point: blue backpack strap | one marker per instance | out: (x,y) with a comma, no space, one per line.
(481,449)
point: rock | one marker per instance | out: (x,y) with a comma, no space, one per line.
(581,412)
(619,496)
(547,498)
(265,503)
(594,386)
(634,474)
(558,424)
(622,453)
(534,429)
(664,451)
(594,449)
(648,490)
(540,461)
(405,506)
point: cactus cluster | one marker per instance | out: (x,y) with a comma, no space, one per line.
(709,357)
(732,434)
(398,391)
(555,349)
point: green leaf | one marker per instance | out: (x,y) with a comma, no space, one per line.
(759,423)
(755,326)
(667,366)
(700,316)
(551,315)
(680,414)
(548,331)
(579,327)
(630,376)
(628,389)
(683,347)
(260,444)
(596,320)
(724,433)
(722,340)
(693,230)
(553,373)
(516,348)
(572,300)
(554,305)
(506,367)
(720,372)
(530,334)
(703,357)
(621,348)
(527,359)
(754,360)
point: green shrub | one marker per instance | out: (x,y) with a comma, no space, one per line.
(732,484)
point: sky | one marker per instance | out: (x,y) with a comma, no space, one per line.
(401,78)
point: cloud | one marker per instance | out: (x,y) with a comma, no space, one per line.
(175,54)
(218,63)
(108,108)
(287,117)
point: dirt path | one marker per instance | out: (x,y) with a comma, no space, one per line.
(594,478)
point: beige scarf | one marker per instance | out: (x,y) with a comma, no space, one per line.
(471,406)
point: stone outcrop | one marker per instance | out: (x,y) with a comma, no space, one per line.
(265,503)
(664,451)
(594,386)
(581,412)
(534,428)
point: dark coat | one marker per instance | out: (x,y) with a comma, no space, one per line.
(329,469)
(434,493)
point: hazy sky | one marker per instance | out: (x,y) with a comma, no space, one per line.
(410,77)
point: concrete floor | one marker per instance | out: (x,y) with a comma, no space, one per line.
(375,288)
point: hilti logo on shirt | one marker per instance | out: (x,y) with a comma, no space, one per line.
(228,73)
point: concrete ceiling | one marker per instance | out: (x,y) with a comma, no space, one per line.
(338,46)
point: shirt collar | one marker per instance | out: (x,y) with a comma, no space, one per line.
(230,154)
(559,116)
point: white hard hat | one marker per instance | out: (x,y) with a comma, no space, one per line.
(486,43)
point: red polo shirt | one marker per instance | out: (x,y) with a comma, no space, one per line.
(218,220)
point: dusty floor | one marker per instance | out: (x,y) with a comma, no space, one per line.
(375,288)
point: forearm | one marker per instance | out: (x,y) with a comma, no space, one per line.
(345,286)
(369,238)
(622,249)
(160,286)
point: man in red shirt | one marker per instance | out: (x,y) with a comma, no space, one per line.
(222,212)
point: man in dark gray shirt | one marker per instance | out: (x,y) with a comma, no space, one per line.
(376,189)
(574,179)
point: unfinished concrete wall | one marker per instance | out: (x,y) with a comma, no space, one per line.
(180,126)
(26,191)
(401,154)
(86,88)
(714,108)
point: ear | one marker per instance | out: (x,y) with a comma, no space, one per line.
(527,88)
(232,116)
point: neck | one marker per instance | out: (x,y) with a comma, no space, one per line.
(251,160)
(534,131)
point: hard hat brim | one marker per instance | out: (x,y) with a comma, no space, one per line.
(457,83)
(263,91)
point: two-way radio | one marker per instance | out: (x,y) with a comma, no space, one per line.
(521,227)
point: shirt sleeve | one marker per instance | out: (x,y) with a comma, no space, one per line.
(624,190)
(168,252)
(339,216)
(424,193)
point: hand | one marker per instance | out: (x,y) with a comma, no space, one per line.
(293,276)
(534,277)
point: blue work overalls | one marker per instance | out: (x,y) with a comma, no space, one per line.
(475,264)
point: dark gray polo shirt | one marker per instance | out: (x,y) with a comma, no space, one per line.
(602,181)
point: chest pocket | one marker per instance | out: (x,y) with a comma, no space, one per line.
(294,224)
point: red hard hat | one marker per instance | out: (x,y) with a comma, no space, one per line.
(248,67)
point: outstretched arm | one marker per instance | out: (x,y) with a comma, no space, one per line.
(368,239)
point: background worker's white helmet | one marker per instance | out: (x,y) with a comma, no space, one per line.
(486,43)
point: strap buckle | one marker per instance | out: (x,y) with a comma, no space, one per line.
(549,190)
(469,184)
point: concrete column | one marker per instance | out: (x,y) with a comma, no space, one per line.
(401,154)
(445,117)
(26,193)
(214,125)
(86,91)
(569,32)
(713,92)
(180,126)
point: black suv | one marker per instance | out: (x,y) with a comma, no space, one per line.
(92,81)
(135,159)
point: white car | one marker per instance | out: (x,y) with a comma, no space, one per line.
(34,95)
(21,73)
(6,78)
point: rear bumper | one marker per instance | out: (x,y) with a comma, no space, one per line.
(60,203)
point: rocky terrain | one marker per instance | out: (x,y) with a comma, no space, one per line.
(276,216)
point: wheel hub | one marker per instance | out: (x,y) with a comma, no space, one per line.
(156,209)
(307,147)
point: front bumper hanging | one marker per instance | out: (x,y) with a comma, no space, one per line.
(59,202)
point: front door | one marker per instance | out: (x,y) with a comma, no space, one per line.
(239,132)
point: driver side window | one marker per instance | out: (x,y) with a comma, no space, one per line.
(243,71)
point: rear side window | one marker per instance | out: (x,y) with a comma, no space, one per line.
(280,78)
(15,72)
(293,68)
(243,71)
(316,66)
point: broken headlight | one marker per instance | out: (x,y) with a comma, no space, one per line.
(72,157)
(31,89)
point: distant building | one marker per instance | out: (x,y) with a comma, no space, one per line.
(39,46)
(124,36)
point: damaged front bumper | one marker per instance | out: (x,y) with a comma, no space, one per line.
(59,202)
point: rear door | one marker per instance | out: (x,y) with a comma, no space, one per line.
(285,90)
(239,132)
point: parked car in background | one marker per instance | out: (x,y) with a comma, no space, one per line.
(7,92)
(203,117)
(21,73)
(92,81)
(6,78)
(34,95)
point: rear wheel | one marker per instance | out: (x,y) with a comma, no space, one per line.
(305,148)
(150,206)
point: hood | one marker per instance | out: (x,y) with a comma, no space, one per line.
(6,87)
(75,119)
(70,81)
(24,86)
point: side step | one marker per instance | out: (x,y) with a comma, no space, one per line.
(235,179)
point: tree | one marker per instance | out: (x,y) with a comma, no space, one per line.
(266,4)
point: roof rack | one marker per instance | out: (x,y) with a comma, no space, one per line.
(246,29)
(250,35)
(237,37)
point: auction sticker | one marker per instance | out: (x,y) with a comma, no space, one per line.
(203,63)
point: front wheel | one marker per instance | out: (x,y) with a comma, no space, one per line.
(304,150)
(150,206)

□ □ □

* **PROBLEM TO WORK ON**
Please reproduce each line exactly as written.

* **WRITTEN ANSWER**
point: blue backpack strap | one marker per instance | out: (x,y) with a comma, no space, one per line.
(481,449)
point: rock | one marker per instance | out: (x,y) with a comma, no space, one per line.
(581,412)
(619,496)
(547,498)
(265,503)
(594,386)
(634,474)
(558,424)
(622,453)
(534,429)
(664,451)
(594,449)
(648,490)
(540,461)
(405,506)
point: cactus cluster | one marker per instance | out: (x,y) with a comma, no space, one per line.
(709,357)
(732,434)
(398,391)
(555,349)
point: green leaf | one marker per instance | out: (x,y) with a comma, no space, one per line.
(759,423)
(755,326)
(667,366)
(700,316)
(551,315)
(680,414)
(548,331)
(579,327)
(630,376)
(628,389)
(683,347)
(260,444)
(596,320)
(724,433)
(722,340)
(693,230)
(553,373)
(516,348)
(572,300)
(554,305)
(506,367)
(720,372)
(530,334)
(703,357)
(621,348)
(527,359)
(754,360)
point: green shrub | one marker per instance | out: (x,y) with a comma, no space, one per line.
(732,484)
point: sky | one marker per instance | out: (x,y) with a comma, no space, one per line.
(401,78)
point: cloud | one marker per instance | out: (x,y) with a comma, no space, one per line.
(175,54)
(218,63)
(108,108)
(287,117)
point: dirt path | one marker per instance | out: (x,y) with a comma, no space, one per line.
(594,478)
point: beige scarf | one marker per instance | out: (x,y) with a comma, no space, one per line.
(471,406)
point: stone outcrop | one marker per instance | out: (x,y) with a comma, no space, one per line.
(265,503)
(664,451)
(594,386)
(581,412)
(534,428)
point: dark coat | one marker per instance | out: (x,y) with a comma, no space, one per line.
(329,469)
(434,493)
point: hazy sky | one marker per instance | out: (x,y) with a comma, no space, one per line.
(410,77)
point: concrete floor | one marker per instance | out: (x,y) with a comma, no space, one per line.
(375,288)
point: hilti logo on shirt | one marker per instance | out: (x,y) with a comma, no space, one per line.
(228,73)
point: concrete ceiling | one marker per instance | out: (x,y) with a comma, no space, one per line.
(338,46)
point: shirt collar | one marker per instance | out: (x,y) with a comma, no space, one per line.
(230,154)
(559,116)
point: white hard hat | one marker per instance | out: (x,y) with a comma, no space, one per line.
(486,43)
point: red polo shirt | one marker per instance | out: (x,y) with a comma, no space, one per line.
(218,220)
point: dusty floor | one marker per instance | out: (x,y) with a comma, no space, one per line.
(375,288)
point: forearm | one marker per instance | out: (x,y) with a comma, no space, one per line.
(345,286)
(369,238)
(622,249)
(160,286)
point: man in red shirt | one marker per instance | out: (x,y) with a comma, no space, one per line.
(222,212)
point: man in dark gray shirt | one marker per instance | out: (x,y) with a comma, no space, one per line.
(376,189)
(574,179)
point: unfinished concrete wall | one marker per instance | out: (x,y) with a comma, no space, one per line.
(180,126)
(26,191)
(401,154)
(86,88)
(714,108)
point: ear | one marker per instance | out: (x,y) with a comma, no space, one per line.
(527,88)
(232,116)
point: neck | one marker per instance | out: (x,y) with a comma, no space, one per line.
(251,160)
(534,131)
point: hard hat brim | one marker per instance | out: (x,y) with a comma, no space, one per line.
(457,83)
(263,91)
point: two-way radio | one marker per instance | out: (x,y) with a comma, no space, one per line.
(521,227)
point: shirt sleeve | one marker per instance | out: (x,y) with a comma, no space, one per line.
(624,190)
(168,252)
(339,216)
(424,193)
point: hand | one marker per instance | out: (x,y) with a comma, no space, one per line.
(293,276)
(534,277)
point: blue work overalls | one marker per instance | out: (x,y) with a comma, no space, one per line.
(475,264)
point: dark gray polo shirt | one marker per instance | out: (x,y) with a comma, no space, one per line.
(602,181)
point: chest pocket | one marker per instance | out: (x,y) with a comma, no space, one per line.
(294,224)
point: red hard hat | one marker per instance | out: (x,y) with a comma, no space, one per line.
(248,67)
point: outstretched arm | one marker per instance | out: (x,y) with a comma, no space, one per line.
(368,239)
point: background worker's white helmet | one marker per instance | out: (x,y) with a comma, no space, one per line.
(486,43)
point: strap buckle | one marker per instance | out: (x,y) with a comma, no space, one per line.
(549,190)
(469,184)
point: concrete column | one marker per instance | out: (x,y) with a comma, no space, one per line.
(401,154)
(445,117)
(26,193)
(214,125)
(86,91)
(569,32)
(713,92)
(180,126)
point: black suv | one marker per instance | out: (x,y) with a comma, no space, one per line.
(92,81)
(135,159)
point: white car | one marker per instance | out: (x,y) with a comma, no space, one per line.
(34,95)
(21,73)
(6,78)
point: rear bumper | one marker per instance | out: (x,y) with a comma, no space, one per line.
(60,203)
point: rocky terrain | one marker per instance | out: (x,y) with a comma, no space, one per line.
(276,216)
point: wheel hub | one marker per instance | out: (x,y) with a comma, no space, one per line.
(156,209)
(307,147)
point: front bumper hanging | one marker per instance | out: (x,y) with a comma, no space, one per line.
(59,202)
point: front door | one marker per instance | out: (x,y) with a comma, no space, one per line.
(239,132)
point: driver side window | one marker per instance | out: (x,y) with a comma, no space, one per line.
(243,71)
point: rear side window | one marker per instance | out: (x,y) with a comma, no space, one per line.
(280,78)
(15,72)
(293,68)
(243,71)
(316,66)
point: broken headlight | one marker per instance | out: (x,y) with a comma, no space, one per line.
(72,157)
(31,89)
point: distant building | one marker per instance | out: (x,y) with a comma, no space, one per line.
(39,46)
(124,36)
point: damaged front bumper | one marker per instance | out: (x,y) with a comma, no space, one per line.
(59,202)
point: rear door | one marker per instance | out: (x,y) with a comma, no space, one per line.
(285,90)
(239,132)
point: parked car in background | one marker per instance | out: (x,y) with a comma, no space, one per line.
(7,92)
(203,117)
(21,73)
(92,81)
(6,78)
(34,95)
point: rear wheel | one marker per instance | out: (x,y) with a comma, no space, one per line.
(305,148)
(150,206)
point: hood | one marker per instance | out: (x,y) with a comma, no space, one per line.
(6,87)
(75,119)
(70,81)
(24,86)
point: side step | one marker per instance | out: (x,y) with a comma, no space, one per line.
(235,179)
point: tree | one marker per instance | out: (x,y) with a comma, no space, one per line.
(266,4)
point: roof rack | one marker per instance | out: (x,y) with a comma, no space, one per line.
(246,29)
(250,35)
(237,37)
point: auction sticker | one marker per instance | out: (x,y) with a comma, no space, one per line.
(203,63)
point: front wheel | one marker per instance | out: (x,y) with a comma, no space, one per line.
(304,150)
(150,206)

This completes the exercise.